◆ **Text block**
════════════════════

I realized that there are two kinds of code maintainers in this world (to tell you upfront, I lied).

The first kind will find workaround around the symptoms of the problems. The second will attempt to find the root cause of the problem and stem it at the source. They are very different kind of maintainers. The first kind will solve problems quickly and appears to have higher productivity. But only the second kind adds value to this entire enterprise of maintaining a piece of software code. In fact the first will destroy values.

Recently, I fixed a major problem with one of my component by fixing its root cause. Then I went on to fix the other components that depend on it. Oh boy. You should have seen the spaghetti code people added to those other components (I wrote the original code of more than half of them, but I don’t recognize them anymore). People wanted to add new functionality, discovered that there is problem with the component I wrote, and instead of fixing it, they try all sorts of workaround. I returned to the component because there is an interesting feature I was asked to write, and I thought it’s one cool features. I hit upon the same problems and so on and so forth. Anyway…

Let’s see. Imagine you have a UI blocks that you use to, well, let’s say, show a tabular data. My code basically wrote a renderer that renders these tabular data with the UI blocks from this mythical framework. I wrote the entire set of data model and the renderer quite some time ago. It exposes many APIs and event hooks for other programmers to write additional features into the table (say, make the table sortable by its headings). Myself and others have added several other features into the table and it gets blown up. The problem is, the renderer assumes a 1 row per logical data, and pretty recently, it is started being used to render a table with several rows per logical data (where several is variable, even within one table). The model and renderer still works properly. But the API that exposed the rendered table (say getRowUIElement, or insertRowOnIndex) fails miserably.

Instead of fixing the root cause (the renderer was not able to provide correct API for these new kind of tables), many chose to re-code their features by accessing the UI blocks directly, thus breaking the abstraction provided by the renderer. That was an easy fix for most of them though they are indeed very awkward (a pluggable feature require user to pass in a function that basically convert a data model index into an actual index in the UI block—if each logical data renders into three rows, this function will convert row 2 from the data model to index 6 in the actual UI block). Needless to say, the code became very messy.

════════════════════

◆ **Source material**
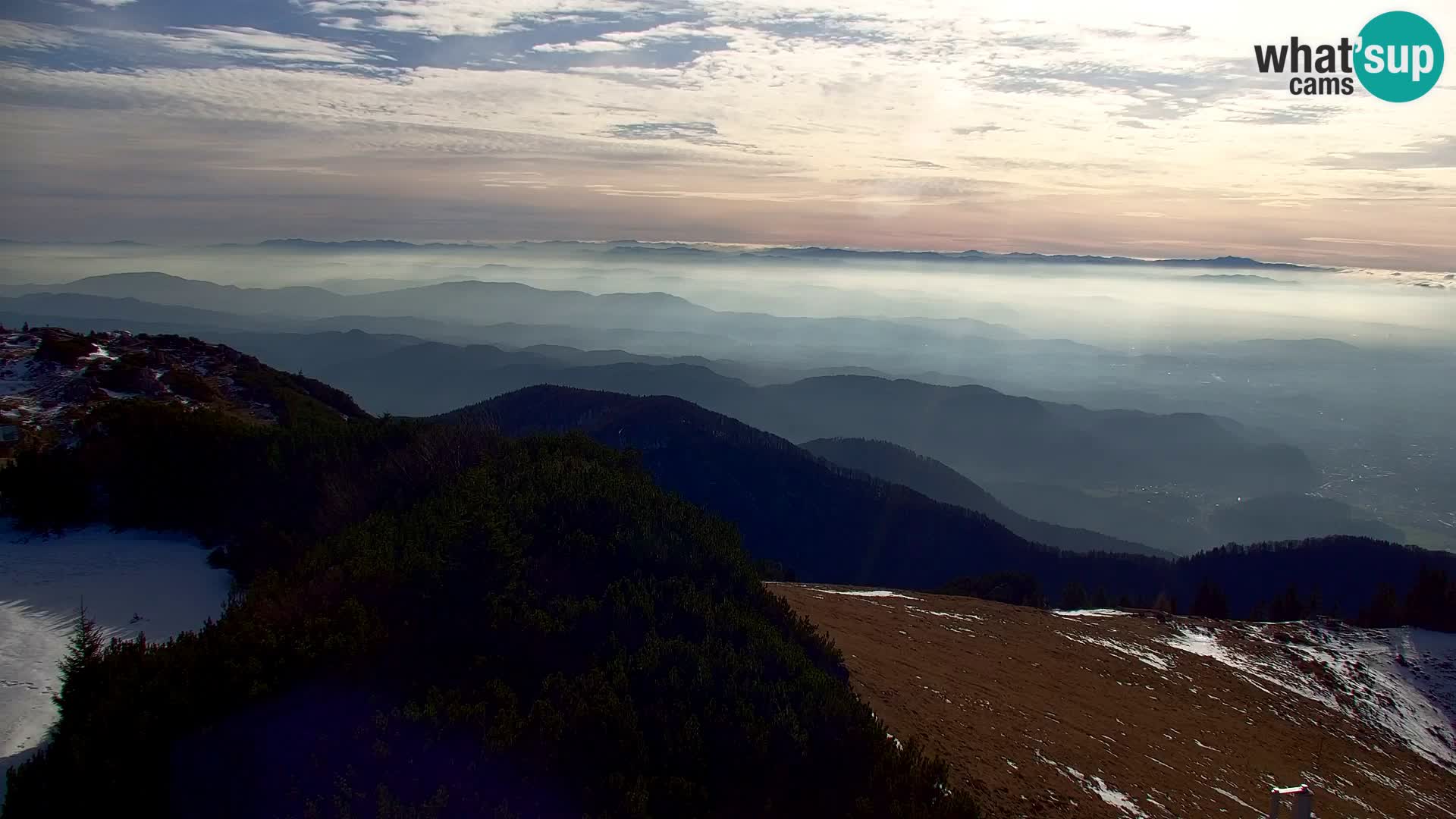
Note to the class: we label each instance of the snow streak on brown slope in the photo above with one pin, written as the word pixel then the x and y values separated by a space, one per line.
pixel 1111 714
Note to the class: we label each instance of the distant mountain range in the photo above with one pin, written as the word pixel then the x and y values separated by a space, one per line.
pixel 837 525
pixel 667 251
pixel 938 482
pixel 650 251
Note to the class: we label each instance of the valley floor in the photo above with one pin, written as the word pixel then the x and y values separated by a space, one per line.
pixel 1117 714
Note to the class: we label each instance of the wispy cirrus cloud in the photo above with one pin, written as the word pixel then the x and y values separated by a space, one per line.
pixel 1059 112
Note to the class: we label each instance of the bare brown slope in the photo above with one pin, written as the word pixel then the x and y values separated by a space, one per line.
pixel 1043 714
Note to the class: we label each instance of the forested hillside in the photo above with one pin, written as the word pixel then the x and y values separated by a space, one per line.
pixel 446 624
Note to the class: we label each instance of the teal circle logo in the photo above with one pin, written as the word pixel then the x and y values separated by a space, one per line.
pixel 1401 57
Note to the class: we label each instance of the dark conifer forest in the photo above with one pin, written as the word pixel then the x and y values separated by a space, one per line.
pixel 443 623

════════════════════

◆ **Activity list**
- A) Answer these from the post about code maintainers:
(i) What does the first kind of maintainer find for problems?
(ii) How many rows per logical data does the renderer assume?
(iii) If each logical data renders into three rows, what UI block index does row 2 from the data model become?
- B) Please transcribe the section of the post about code maintainers that begins at the words "Instead of fixing the" and stops after "became very messy.".
The records come from a separate source.

◆ **Answers by item**
- A)
(i) Workarounds around the symptoms of the problems
(ii) One row per logical data
(iii) Index 6

- B)
Instead of fixing the root cause (the renderer was not able to provide correct API for these new kind of tables), many chose to re-code their features by accessing the UI blocks directly, thus breaking the abstraction provided by the renderer. That was an easy fix for most of them though they are indeed very awkward (a pluggable feature require user to pass in a function that basically convert a data model index into an actual index in the UI block—if each logical data renders into three rows, this function will convert row 2 from the data model to index 6 in the actual UI block). Needless to say, the code became very messy.